- _Task objective_:
Copy out every one of the entries below word for word, leaving out the pictures.

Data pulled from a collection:
########################################

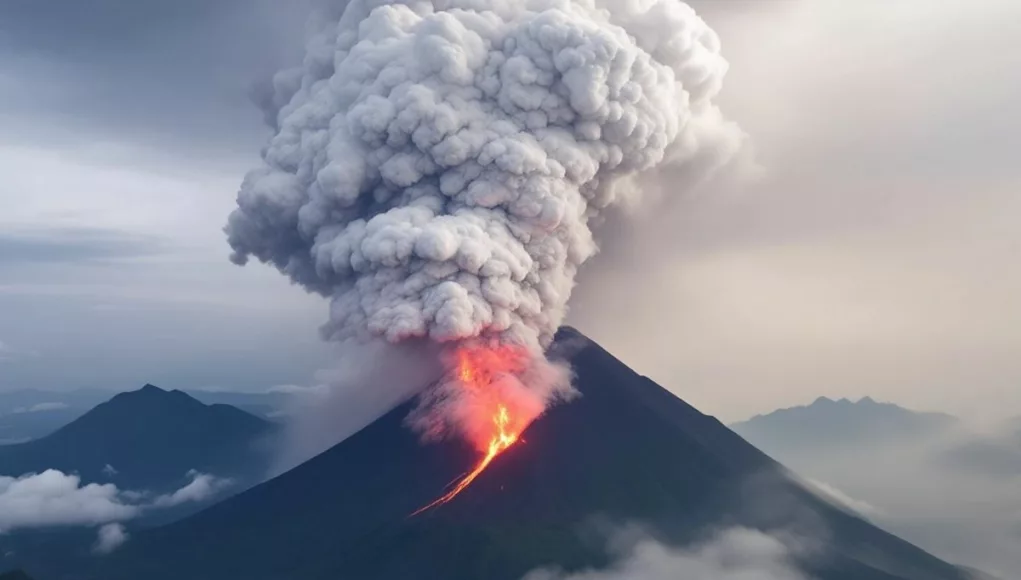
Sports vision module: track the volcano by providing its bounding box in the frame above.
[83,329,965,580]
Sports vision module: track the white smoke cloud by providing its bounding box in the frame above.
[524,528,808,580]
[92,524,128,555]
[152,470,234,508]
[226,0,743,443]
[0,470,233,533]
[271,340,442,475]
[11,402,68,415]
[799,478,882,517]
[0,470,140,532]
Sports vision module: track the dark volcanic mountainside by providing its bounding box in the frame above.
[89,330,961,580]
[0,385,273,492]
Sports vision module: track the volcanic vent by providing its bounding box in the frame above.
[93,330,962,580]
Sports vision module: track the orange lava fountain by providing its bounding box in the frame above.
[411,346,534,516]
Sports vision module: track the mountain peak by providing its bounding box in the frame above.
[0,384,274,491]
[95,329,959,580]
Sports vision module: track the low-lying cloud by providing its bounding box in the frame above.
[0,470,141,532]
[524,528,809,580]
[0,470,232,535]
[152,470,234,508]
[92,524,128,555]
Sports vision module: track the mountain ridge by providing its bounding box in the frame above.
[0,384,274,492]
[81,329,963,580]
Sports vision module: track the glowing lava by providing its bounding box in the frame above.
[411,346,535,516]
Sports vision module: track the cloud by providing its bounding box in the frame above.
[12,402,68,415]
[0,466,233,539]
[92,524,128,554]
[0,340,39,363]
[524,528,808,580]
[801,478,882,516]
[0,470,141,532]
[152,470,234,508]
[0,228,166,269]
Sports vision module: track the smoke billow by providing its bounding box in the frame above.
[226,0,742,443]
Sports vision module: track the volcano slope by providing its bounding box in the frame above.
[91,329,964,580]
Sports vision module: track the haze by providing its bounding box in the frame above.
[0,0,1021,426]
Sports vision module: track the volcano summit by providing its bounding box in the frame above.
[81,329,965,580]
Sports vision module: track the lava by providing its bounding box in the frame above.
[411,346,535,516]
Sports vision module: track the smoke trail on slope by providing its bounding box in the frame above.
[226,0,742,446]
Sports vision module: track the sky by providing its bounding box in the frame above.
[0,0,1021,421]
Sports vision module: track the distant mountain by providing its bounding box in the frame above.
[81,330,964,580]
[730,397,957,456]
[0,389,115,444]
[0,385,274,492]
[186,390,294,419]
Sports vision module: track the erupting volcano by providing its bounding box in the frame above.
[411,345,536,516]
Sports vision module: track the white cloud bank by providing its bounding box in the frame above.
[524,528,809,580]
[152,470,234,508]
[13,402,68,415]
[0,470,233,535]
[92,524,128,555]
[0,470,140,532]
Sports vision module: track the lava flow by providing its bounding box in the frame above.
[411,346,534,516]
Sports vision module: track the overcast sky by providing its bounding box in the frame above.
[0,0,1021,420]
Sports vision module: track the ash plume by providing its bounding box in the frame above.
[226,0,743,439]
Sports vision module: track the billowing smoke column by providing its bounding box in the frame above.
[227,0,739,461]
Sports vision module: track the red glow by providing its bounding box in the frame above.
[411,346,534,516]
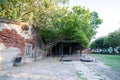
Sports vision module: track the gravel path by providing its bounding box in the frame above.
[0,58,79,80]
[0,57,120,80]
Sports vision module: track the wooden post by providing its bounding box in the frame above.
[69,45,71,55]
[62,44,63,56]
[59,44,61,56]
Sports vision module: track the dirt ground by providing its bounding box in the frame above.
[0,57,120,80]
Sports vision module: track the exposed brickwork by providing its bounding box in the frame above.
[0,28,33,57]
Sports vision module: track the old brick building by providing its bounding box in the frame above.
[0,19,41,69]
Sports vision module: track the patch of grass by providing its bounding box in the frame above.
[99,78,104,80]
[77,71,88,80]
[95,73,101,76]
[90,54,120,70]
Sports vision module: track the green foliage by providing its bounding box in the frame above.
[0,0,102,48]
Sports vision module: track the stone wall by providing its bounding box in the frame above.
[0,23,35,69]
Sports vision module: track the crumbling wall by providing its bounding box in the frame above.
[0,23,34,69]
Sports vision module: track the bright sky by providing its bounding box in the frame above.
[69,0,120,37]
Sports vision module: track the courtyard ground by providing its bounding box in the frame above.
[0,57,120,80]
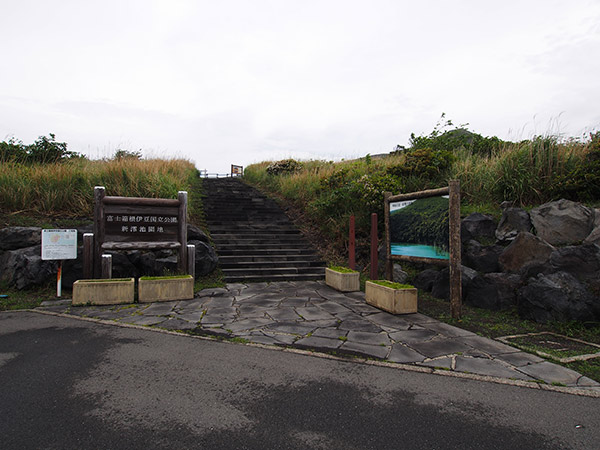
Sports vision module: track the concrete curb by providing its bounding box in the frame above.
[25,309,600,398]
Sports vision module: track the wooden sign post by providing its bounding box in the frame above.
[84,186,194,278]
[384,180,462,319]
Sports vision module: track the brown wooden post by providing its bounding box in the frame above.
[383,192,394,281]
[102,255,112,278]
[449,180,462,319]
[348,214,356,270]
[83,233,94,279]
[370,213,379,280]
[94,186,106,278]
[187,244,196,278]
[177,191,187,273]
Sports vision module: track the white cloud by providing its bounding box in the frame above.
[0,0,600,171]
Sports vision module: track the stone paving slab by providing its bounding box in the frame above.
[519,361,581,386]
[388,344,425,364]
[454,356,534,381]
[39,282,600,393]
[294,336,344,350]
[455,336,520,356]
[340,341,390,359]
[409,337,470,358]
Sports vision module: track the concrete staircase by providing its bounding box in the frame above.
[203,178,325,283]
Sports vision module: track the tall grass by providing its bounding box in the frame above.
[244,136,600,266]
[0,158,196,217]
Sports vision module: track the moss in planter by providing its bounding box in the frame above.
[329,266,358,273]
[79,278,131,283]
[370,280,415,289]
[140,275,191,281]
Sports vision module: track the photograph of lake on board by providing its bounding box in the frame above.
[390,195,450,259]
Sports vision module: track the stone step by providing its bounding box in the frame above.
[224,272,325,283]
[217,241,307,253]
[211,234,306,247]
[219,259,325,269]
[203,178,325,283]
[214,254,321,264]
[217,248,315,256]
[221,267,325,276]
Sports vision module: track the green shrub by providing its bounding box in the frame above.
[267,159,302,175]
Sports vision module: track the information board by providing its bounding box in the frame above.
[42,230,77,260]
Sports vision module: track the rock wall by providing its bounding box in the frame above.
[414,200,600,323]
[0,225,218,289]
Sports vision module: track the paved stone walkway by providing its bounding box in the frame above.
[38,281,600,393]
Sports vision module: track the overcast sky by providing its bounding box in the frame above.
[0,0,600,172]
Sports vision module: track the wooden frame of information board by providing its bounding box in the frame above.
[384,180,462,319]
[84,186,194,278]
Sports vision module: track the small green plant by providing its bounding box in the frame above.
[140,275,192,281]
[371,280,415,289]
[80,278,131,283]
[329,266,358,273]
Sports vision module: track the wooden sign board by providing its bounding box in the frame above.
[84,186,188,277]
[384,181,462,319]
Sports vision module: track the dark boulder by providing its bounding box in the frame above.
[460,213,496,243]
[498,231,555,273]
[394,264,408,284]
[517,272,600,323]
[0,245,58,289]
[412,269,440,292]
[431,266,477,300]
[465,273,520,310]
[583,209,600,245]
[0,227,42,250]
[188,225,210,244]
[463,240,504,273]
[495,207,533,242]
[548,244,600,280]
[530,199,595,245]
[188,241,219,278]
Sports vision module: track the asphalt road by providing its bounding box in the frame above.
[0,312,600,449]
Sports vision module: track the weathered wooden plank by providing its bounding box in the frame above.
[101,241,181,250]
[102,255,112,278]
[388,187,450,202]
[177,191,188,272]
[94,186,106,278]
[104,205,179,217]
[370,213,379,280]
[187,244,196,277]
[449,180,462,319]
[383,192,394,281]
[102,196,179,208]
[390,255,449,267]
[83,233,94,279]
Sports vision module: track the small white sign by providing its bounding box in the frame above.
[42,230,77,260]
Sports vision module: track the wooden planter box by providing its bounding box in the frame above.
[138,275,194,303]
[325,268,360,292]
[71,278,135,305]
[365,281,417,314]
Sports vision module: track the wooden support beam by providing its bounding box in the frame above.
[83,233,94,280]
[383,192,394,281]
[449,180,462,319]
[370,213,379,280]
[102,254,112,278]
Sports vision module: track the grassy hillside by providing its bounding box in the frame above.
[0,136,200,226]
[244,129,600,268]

########################################

- _Solution to this problem_:
Sports vision module: track the volcano by providing its bounding box in the frame above.
[83,329,965,580]
Sports vision module: track the white smoke cloud by providing its bounding box in the frame above.
[524,528,808,580]
[92,524,128,555]
[152,470,234,508]
[226,0,743,443]
[0,470,233,533]
[271,340,442,475]
[11,402,68,415]
[799,478,882,517]
[0,470,140,532]
Sports vision module: track the dark volcanic mountainside by providing its bounding box in the frame above.
[89,330,961,580]
[0,385,273,492]
Sports vision module: track the volcanic vent by providing its bounding box in the frame above.
[93,330,962,580]
Sports vision module: track the orange lava fountain by providing its bounding box in the frame above.
[411,346,534,516]
Sports vision module: track the mountain peak by providing its bounding box in the frame above.
[0,384,274,491]
[95,329,959,580]
Sports vision module: track the low-lying cloud by providing its bounding box in the frame above.
[0,470,141,532]
[524,528,809,580]
[0,470,232,535]
[152,470,234,508]
[92,524,128,555]
Sports vision module: track the mountain ridge by providing its bounding box in the frame above.
[0,384,274,492]
[81,329,963,580]
Sports vision module: track the glowing lava by providing its bounding box in the frame above.
[411,346,535,516]
Sports vision module: track the cloud by providing its bounding box in the frame above.
[12,402,68,415]
[0,466,233,539]
[92,524,128,554]
[0,340,39,363]
[524,528,808,580]
[801,478,882,516]
[0,470,141,532]
[152,470,234,508]
[0,228,166,269]
Sports vision module: track the smoke billow by providing its bounding box in the frame above.
[226,0,742,443]
Sports vision module: track the volcano slope by providing its bounding box in the frame above.
[91,329,964,580]
Sports vision module: track the haze by providing its bounding box in the frame above.
[0,0,1021,426]
Sports vision module: track the volcano summit by providing its bounding box in the frame above.
[81,329,965,580]
Sports vision module: track the lava by providing its bounding box in the frame above.
[411,346,535,516]
Sports vision module: track the smoke trail on slope by providing its bounding box in the frame above.
[226,0,742,446]
Sports vision module: track the sky by providing its bounding box in the frame above.
[0,0,1021,421]
Sports vision module: track the distant mountain by providing its bounding box in the frame above.
[81,330,964,580]
[730,397,957,456]
[0,389,115,444]
[0,385,274,492]
[186,390,294,419]
Sports vision module: track the erupting volcano by providing its bounding box in the frame above.
[411,345,536,516]
Sports vision module: track the white cloud bank by providing its bounding box in the frame above.
[524,528,809,580]
[152,470,234,508]
[13,402,68,415]
[0,470,233,535]
[92,524,128,555]
[0,470,140,532]
Sports vision module: track the lava flow by providing its bounding box in the frame above.
[411,346,534,516]
Sports vision module: track the overcast sky by providing its bounding box in the frame above.
[0,0,1021,420]
Sports vision module: track the ash plume by providing its bounding box in the frame above.
[226,0,743,439]
Sports vision module: track the billowing smoke column by providing its bounding box in the frame above.
[227,0,739,461]
Sports vision module: track the red glow by providing its bounding box in the frame above.
[411,346,534,516]
Sports vision module: track the gravel path by providing its bounding box in the frame above.
[0,58,79,80]
[0,57,120,80]
Sports vision module: track the wooden post by providing its bounding box in the frame above.
[69,45,71,55]
[62,44,63,56]
[59,44,61,56]
Sports vision module: track the dirt ground by providing its bounding box in the frame above.
[0,57,120,80]
Sports vision module: track the exposed brickwork by providing its bounding box in the frame above.
[0,28,33,57]
Sports vision module: track the old brick building by providing its bounding box in the frame above.
[0,19,41,69]
Sports vision module: track the patch of grass by providing its bounding box in the frame above.
[99,78,104,80]
[77,71,88,80]
[95,73,101,76]
[90,54,120,70]
Sports vision module: track the green foliage by providing its bounding box in the frame above.
[0,0,102,48]
Sports vision module: track the stone wall by providing its bounding box in the frame above.
[0,23,35,69]
Sports vision module: track the crumbling wall by providing its bounding box in the frame above.
[0,23,34,69]
Sports vision module: track the bright sky by providing its bounding box in the frame above.
[69,0,120,37]
Sports vision module: track the courtyard ground by providing its bounding box in the frame above.
[0,57,120,80]
Sports vision module: track the concrete curb by providing its bounding box in the frame above.
[25,309,600,398]
Sports vision module: track the wooden sign post by providing its bounding box in the frame above.
[84,186,194,278]
[384,180,462,319]
Sports vision module: track the brown wooden post by providing its bounding box in the frame above.
[383,192,394,281]
[102,255,112,278]
[449,180,462,319]
[348,214,356,270]
[83,233,94,279]
[370,213,379,280]
[94,186,106,278]
[187,244,196,278]
[177,191,187,273]
Sports vision module: track the white cloud by providing its bounding box in the frame above.
[0,0,600,171]
Sports vision module: track the stone paving slab by providing its bounding box in the frame above.
[519,361,581,386]
[388,344,425,364]
[454,356,534,381]
[39,282,600,393]
[294,336,344,350]
[455,336,520,356]
[340,341,390,359]
[409,337,470,358]
Sports vision module: track the concrete staircase by providing its bounding box in the frame above.
[203,178,325,283]
Sports vision module: track the tall grass by providing its bounding box in the frame above.
[244,136,600,266]
[0,158,196,217]
Sports vision module: track the moss in planter by providing its bounding box in the frame above.
[329,266,358,273]
[79,278,131,283]
[370,280,415,289]
[140,275,191,281]
Sports vision module: track the photograph of lake on board by providing its bounding box in the frame above.
[390,195,450,259]
Sports vision module: track the stone step by providing its bounding box in the frame above.
[224,272,325,283]
[217,241,307,253]
[211,234,306,247]
[219,259,325,269]
[203,178,325,283]
[214,254,321,264]
[217,248,315,256]
[221,267,325,276]
Sports vision module: track the green shrub by providing its bounding box in the frame above.
[267,159,302,175]
Sports vision module: track the information board by providing its bounding box in the frame above.
[42,230,77,260]
Sports vision module: track the rock wall by providing its bounding box in the frame above.
[414,200,600,323]
[0,225,218,289]
Sports vision module: track the paved stone walkway by providing its bounding box in the frame above.
[38,281,600,393]
Sports vision module: track the overcast sky by providing its bounding box in the frame above.
[0,0,600,172]
Sports vision module: track the wooden frame of information board by providing its bounding box in the frame above.
[384,180,462,319]
[84,186,194,278]
Sports vision module: track the small green plant by providing its bounding box in the frame above.
[140,275,192,281]
[371,280,415,289]
[80,278,131,283]
[329,266,358,273]
Sports vision module: track the wooden sign board by providing its bounding box in the frame above.
[84,186,188,277]
[384,181,462,319]
Sports vision module: track the dark boulder by providing its bounding box in the frame above.
[460,213,496,243]
[498,231,555,273]
[394,264,408,284]
[517,272,600,323]
[0,245,58,289]
[412,269,440,292]
[431,266,477,300]
[465,273,520,310]
[583,209,600,245]
[0,227,42,250]
[188,225,210,244]
[463,240,504,273]
[495,207,533,242]
[548,244,600,280]
[530,199,595,245]
[188,241,219,278]
Sports vision module: track the asphalt road by providing its bounding box in the frame above.
[0,312,600,449]
Sports vision module: track the weathered wooden plank by providing its bounding box in the frame above.
[101,241,181,250]
[102,255,112,278]
[388,187,450,202]
[177,191,188,272]
[94,186,106,278]
[104,205,179,217]
[370,213,379,280]
[187,244,196,277]
[449,180,462,319]
[383,192,394,281]
[102,196,179,208]
[390,255,449,267]
[83,233,94,279]
Sports vision module: track the small white sign by providing its bounding box in the frame above.
[42,230,77,260]
Sports vision module: track the wooden planter box by providing its bounding box in the frame above.
[138,275,194,303]
[325,268,360,292]
[71,278,135,305]
[365,281,417,314]
Sports vision module: track the wooden support beam by providing its bounding box in the frame above.
[83,233,94,280]
[383,192,394,281]
[449,180,462,319]
[370,213,379,280]
[102,254,112,278]
Sports vision module: track the grassy hillside by providing its bounding box in the frame above.
[0,136,200,226]
[244,129,600,268]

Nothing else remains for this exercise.